If your aim is to be original, you will most likely end up looking and sounding highly derivative. Striving for self-expression, you turn yourself into a mouthpiece for the ruling clichés. David Bowie did the opposite. Knowing himself to be – as a matter of fact or fate – utterly singular, he chose to become a clairvoyant who served as a channel for the shifting spirit of the age. Along the way a succession of selves emerged, each of them novel and original. A commonplace view has it that Bowie was a chameleon who kept reinventing himself in order to exploit the turns of fashion. But his changes served a deeper end. By becoming Nobody, he became many people and at the same time himself.
The circumstances of Bowie’s life predestined him to the role of a medium. His early years exposed him to splintered minds. His brother’s mental illness taught him the fragility of sanity, and at some points – when inflamed by too much cocaine – Bowie does seem to have come to the edge of madness. Yet the experience did not leave him less experimental in his art or his life. He used his time on the edge to take more risks and become more fearlessly creative.
He grew up and thrived at a time of upheaval. The Seventies and Eighties were decades when class, sex and gender roles were dissolving and mutating, and for many of us who lived through them these were years that Bowie not only embodied, but also anticipated and enacted. Some may have been seized by panic as social conventions melted down, but not Bowie. He revelled in the metamorphoses that were under way. Many have noted the eclectic craftsmanship with which he mixed art forms from different sources – kabuki and music hall, for example. These transformations did not come quickly; there surely must have been a lot of labour in them. But his changes were not mere exercises in pastiche, however brilliantly executed. Using a method of cross-matching, he created a space in which new forms could appear. When they did, it was as if they came from nowhere. Talk of Bowie being a magician is not all hyperbole.

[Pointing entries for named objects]

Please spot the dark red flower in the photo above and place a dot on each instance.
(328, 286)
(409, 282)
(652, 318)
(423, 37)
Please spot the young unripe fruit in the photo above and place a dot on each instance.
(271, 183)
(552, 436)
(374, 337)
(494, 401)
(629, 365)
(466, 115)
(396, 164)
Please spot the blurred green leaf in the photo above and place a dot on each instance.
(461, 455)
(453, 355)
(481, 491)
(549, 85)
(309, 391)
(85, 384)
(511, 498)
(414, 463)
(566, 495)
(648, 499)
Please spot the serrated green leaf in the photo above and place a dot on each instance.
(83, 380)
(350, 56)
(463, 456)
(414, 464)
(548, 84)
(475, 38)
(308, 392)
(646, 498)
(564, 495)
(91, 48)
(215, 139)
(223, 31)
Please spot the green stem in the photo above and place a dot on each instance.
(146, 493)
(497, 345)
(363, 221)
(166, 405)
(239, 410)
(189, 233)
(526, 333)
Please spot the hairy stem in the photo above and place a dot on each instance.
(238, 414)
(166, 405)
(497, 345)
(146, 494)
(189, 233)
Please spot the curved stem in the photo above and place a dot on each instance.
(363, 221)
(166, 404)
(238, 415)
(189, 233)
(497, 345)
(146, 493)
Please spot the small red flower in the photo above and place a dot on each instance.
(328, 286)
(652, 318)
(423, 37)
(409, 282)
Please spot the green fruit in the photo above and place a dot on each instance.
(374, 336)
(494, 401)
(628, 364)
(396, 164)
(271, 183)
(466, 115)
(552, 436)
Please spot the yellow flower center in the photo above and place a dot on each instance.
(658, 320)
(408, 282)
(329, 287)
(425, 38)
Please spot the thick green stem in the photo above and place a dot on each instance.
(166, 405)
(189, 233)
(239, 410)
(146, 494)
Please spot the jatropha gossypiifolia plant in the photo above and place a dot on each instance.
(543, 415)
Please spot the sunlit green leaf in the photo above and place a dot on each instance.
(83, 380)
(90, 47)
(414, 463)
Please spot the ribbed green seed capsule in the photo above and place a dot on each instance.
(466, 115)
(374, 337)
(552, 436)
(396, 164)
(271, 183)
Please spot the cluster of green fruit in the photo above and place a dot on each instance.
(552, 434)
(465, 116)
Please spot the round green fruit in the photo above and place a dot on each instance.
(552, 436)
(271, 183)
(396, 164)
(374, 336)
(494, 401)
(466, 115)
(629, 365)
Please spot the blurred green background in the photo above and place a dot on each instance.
...
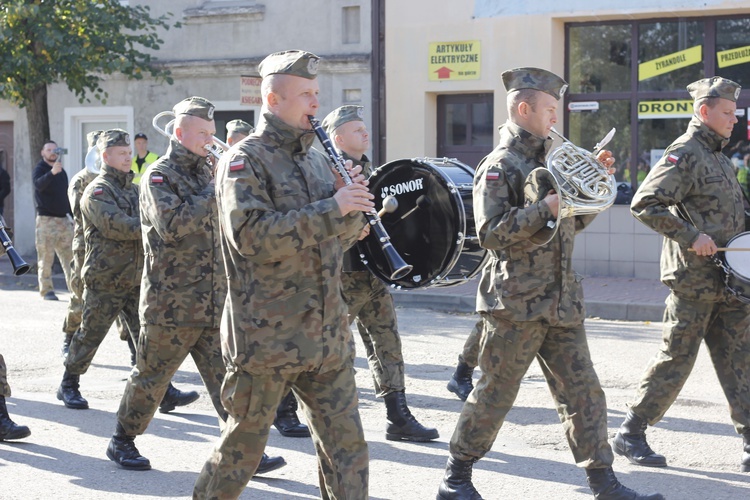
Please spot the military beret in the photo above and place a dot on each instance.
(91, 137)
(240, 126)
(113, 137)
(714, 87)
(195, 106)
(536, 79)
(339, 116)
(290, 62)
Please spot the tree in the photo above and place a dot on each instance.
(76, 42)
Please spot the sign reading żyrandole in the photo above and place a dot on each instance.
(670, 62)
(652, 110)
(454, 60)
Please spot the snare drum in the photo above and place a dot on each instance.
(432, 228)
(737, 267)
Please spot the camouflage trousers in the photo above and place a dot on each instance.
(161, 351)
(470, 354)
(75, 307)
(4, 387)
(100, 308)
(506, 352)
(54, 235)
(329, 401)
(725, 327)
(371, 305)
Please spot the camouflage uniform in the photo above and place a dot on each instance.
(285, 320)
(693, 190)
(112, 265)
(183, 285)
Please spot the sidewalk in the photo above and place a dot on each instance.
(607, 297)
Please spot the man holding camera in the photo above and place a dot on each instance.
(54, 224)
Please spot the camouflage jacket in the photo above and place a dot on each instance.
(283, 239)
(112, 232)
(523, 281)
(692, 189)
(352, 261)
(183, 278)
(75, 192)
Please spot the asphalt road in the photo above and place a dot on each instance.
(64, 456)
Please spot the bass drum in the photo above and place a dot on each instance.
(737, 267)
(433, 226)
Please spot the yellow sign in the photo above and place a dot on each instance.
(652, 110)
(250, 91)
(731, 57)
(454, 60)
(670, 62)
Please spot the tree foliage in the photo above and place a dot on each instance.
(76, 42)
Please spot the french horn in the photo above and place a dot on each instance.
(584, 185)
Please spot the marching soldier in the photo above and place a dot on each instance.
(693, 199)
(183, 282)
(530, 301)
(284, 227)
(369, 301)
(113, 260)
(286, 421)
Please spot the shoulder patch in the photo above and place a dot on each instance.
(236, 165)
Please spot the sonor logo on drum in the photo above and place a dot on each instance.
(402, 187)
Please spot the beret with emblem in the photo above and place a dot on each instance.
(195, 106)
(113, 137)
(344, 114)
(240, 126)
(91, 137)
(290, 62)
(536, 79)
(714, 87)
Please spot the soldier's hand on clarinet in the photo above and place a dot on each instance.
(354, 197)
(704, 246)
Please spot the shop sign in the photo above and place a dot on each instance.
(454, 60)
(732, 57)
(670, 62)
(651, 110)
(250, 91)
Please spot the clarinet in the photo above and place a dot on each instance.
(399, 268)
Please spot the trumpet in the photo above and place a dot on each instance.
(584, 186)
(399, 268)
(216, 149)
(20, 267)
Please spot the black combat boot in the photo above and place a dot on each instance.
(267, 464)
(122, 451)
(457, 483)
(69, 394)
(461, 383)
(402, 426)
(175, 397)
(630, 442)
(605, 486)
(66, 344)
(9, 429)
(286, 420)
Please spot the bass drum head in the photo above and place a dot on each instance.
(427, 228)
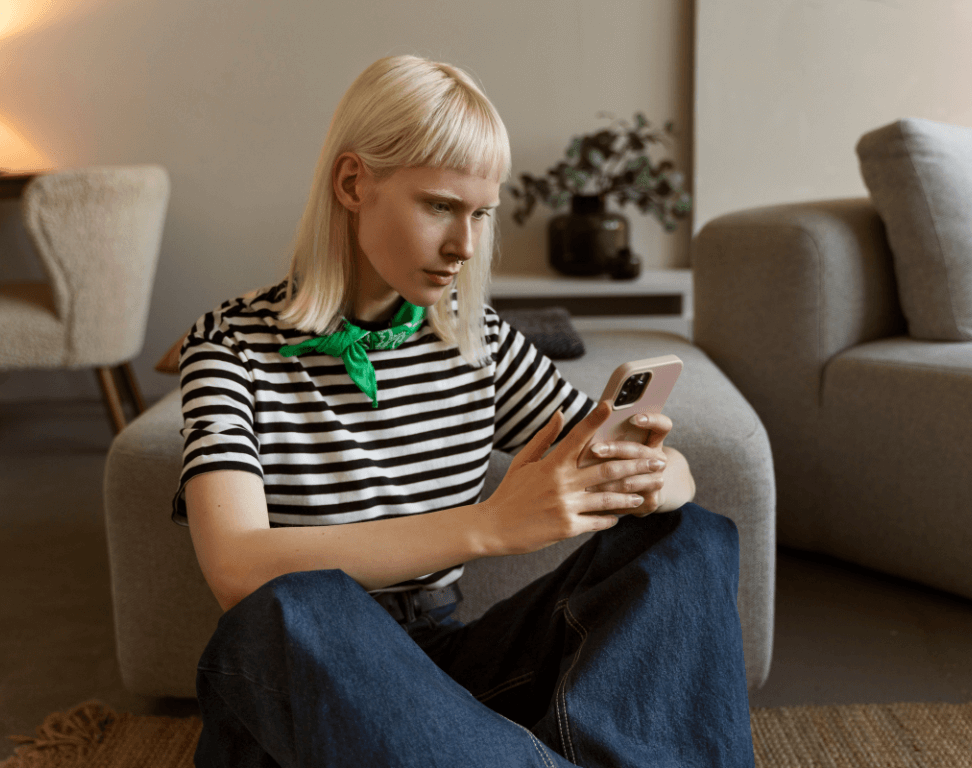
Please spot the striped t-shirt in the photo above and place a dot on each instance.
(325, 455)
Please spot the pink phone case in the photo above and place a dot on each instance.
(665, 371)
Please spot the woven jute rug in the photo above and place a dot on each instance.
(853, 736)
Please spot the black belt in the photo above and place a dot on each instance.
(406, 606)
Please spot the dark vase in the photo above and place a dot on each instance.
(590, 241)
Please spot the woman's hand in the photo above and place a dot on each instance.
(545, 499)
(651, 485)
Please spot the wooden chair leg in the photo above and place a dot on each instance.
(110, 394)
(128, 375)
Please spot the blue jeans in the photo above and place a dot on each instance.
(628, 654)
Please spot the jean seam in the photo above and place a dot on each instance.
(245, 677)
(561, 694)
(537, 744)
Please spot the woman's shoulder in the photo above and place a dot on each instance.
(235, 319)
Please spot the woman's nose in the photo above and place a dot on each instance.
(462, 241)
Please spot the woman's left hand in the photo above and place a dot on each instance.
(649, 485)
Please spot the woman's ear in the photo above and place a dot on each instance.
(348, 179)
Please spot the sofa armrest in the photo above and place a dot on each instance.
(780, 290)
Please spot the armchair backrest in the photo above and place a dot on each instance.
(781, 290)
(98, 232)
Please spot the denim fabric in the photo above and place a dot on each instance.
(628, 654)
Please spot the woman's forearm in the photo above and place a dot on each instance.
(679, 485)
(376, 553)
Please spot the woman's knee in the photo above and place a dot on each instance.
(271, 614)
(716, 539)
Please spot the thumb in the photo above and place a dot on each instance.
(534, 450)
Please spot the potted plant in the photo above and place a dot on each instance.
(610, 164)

WORK TO COMPLETE:
**a.** According to the passage on David Bowie, what taught Bowie the fragility of sanity?
**b.** Echo the David Bowie passage word for word, beginning at the words "The circumstances of" and stopping after "more fearlessly creative.".

SOLUTIONS TO THE TASKS:
**a.** His brother's mental illness.

**b.**
The circumstances of Bowie’s life predestined him to the role of a medium. His early years exposed him to splintered minds. His brother’s mental illness taught him the fragility of sanity, and at some points – when inflamed by too much cocaine – Bowie does seem to have come to the edge of madness. Yet the experience did not leave him less experimental in his art or his life. He used his time on the edge to take more risks and become more fearlessly creative.